▶ [TEXT PASSAGE]
Surveying P4 Compiler Development After 2016

Yue Wu, Henning Stubbe∗

∗Chair of Network Architectures and Services, Department of Informatics
Technical University of Munich, Germany
Email: yue02.wu@tum.de, stubbe@net.in.tum.de

Abstract—Software-defined networking (SDN) initially appeared as a new network management technology aimed at improving network performance. Since 2013, SDN associated with OpenFlow protocol (a communication protocol) has become an industry standard. However, SDN-related protocols need to specify their headers on the hardware device they operate, which limits the flexibility for targeting different devices and increases the complexity for future protocol expansion. To address this problem, the P4 language was introduced as a protocol-independent programming language for describing the process of network data packets and now has been widely used in many different devices, such as Application-specific integrated circuit (ASIC), Field-programmable gate array (FPGA), Network interface card (NIC), CPU etc. through the corresponding compiler. The purpose of this survey is to present the latest varieties of P4 compilers, including their respective characteristics and target equipment.

Index Terms—P4 compiler, P4FPGA, P4LLVM, T4P4S, p4c-XDP

1. Introduction

Nowadays, as the requirements for network performance increase, more network equipment is needed which leads to more and more cumbersome configuration of traditional equipment [1]. To prevent this trend, next generation networks are supposed to have the following characteristics: programmable customization on demand, centralized and unified management, dynamic traffic supervision and automated deployment [2]. That is why the concept of SDN was born. SDN is physically separated into a control plane and a forwarding plane [3]. The former provides the intelligent logic in network equipment, which controls how to manage data traffic, while the latter manages forwarding/manipulating/discarding network data traffic. This improvement will lead to a more efficient configuration process when modifying different network behavior, since the control plane is the only part to change.

▶ [SET PROBLEM 1]
Copy the stretch of the P4 compiler survey from "Nowadays, as the" through "part to change." word for word.

▶ [DATASET EXCERPTS]
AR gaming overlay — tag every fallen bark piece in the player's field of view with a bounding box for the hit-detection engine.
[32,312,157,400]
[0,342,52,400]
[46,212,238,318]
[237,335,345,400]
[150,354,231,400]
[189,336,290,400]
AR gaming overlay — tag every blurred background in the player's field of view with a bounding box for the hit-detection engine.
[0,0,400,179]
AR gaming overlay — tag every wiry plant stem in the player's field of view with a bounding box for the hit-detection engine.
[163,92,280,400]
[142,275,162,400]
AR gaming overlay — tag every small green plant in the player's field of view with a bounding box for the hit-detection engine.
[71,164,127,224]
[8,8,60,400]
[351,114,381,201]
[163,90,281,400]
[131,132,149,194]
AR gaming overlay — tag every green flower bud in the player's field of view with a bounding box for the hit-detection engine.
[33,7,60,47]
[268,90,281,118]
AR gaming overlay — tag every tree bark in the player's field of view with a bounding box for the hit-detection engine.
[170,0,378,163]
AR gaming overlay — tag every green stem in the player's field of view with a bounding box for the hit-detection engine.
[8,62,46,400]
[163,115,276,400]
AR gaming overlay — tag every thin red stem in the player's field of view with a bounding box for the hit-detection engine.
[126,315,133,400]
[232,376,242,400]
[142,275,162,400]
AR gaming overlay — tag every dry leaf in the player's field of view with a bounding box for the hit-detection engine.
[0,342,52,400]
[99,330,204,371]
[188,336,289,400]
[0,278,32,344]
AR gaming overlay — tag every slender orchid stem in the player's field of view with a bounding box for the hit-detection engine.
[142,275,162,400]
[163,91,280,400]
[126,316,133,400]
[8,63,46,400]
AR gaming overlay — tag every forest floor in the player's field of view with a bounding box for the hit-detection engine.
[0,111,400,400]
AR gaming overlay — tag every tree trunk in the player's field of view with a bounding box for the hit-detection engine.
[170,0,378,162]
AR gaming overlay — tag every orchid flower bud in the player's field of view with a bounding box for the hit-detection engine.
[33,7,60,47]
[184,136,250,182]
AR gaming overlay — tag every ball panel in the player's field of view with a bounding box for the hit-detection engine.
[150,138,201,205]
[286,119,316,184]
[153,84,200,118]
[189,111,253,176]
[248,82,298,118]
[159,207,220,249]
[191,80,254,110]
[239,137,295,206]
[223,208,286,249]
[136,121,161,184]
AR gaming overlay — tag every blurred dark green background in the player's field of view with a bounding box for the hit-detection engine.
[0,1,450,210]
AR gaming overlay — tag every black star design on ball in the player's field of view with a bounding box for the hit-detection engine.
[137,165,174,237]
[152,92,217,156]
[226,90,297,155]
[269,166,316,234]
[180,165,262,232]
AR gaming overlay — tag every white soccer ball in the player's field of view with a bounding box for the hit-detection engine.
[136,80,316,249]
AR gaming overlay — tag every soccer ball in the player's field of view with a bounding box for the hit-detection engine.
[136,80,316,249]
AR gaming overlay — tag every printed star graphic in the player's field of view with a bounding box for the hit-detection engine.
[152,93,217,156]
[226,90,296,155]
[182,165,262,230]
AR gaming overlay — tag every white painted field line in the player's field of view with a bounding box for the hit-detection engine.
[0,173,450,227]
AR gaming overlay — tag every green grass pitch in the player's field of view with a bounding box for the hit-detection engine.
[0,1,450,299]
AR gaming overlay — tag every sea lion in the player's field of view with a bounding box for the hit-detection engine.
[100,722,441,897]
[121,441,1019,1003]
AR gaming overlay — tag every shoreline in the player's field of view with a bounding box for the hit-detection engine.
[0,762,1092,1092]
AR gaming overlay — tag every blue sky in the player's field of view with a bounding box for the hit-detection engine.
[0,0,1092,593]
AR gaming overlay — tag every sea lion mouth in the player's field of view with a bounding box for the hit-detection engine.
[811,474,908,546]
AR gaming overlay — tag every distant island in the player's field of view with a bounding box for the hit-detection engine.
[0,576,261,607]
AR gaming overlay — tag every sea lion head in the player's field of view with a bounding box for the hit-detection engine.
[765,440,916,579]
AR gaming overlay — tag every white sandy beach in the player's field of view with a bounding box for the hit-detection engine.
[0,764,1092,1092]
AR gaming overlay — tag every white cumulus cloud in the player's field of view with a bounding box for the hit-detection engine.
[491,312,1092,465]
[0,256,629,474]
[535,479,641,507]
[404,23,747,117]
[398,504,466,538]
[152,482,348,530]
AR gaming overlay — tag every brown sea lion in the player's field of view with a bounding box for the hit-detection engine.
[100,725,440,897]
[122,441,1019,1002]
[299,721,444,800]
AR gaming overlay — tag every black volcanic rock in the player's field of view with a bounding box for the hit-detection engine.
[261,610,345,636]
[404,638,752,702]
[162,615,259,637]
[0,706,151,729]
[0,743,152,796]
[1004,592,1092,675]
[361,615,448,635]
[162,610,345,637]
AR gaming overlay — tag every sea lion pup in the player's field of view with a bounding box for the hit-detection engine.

▶ [SET PROBLEM 2]
Write out the listing verbatim, starting with the line that contains "AR gaming overlay — tag every distant" and running through the end of the listing, both ends included.

▶ [FINAL RESULT 1]
Nowadays, as the requirements for network performance increase, more network equipment is needed which leads to more and more cumbersome configuration of traditional equipment [1]. To prevent this trend, next generation networks are supposed to have the following characteristics: programmable customization on demand, centralized and unified management, dynamic traffic supervision and automated deployment [2]. That is why the concept of SDN was born. SDN is physically separated into a control plane and a forwarding plane [3]. The former provides the intelligent logic in network equipment, which controls how to manage data traffic, while the latter manages forwarding/manipulating/discarding network data traffic. This improvement will lead to a more efficient configuration process when modifying different network behavior, since the control plane is the only part to change.

▶ [FINAL RESULT 2]
AR gaming overlay — tag every distant island in the player's field of view with a bounding box for the hit-detection engine.
[0,576,261,607]
AR gaming overlay — tag every sea lion head in the player's field of view with a bounding box for the hit-detection engine.
[765,440,916,579]
AR gaming overlay — tag every white sandy beach in the player's field of view with a bounding box for the hit-detection engine.
[0,764,1092,1092]
AR gaming overlay — tag every white cumulus cloud in the player's field of view with a bounding box for the hit-detection engine.
[491,312,1092,465]
[0,256,629,474]
[535,479,641,507]
[404,23,747,117]
[398,504,466,538]
[152,482,348,530]
AR gaming overlay — tag every brown sea lion in the player's field of view with a bounding box for the hit-detection engine.
[100,725,440,897]
[122,441,1019,1002]
[299,721,444,800]
AR gaming overlay — tag every black volcanic rock in the player's field of view with a bounding box for the hit-detection engine.
[261,610,345,636]
[404,638,752,702]
[162,615,259,637]
[0,706,151,729]
[0,743,152,796]
[1004,592,1092,675]
[361,615,448,635]
[162,610,345,637]
AR gaming overlay — tag every sea lion pup in the player's field of view with a bounding box for the hit-detection engine.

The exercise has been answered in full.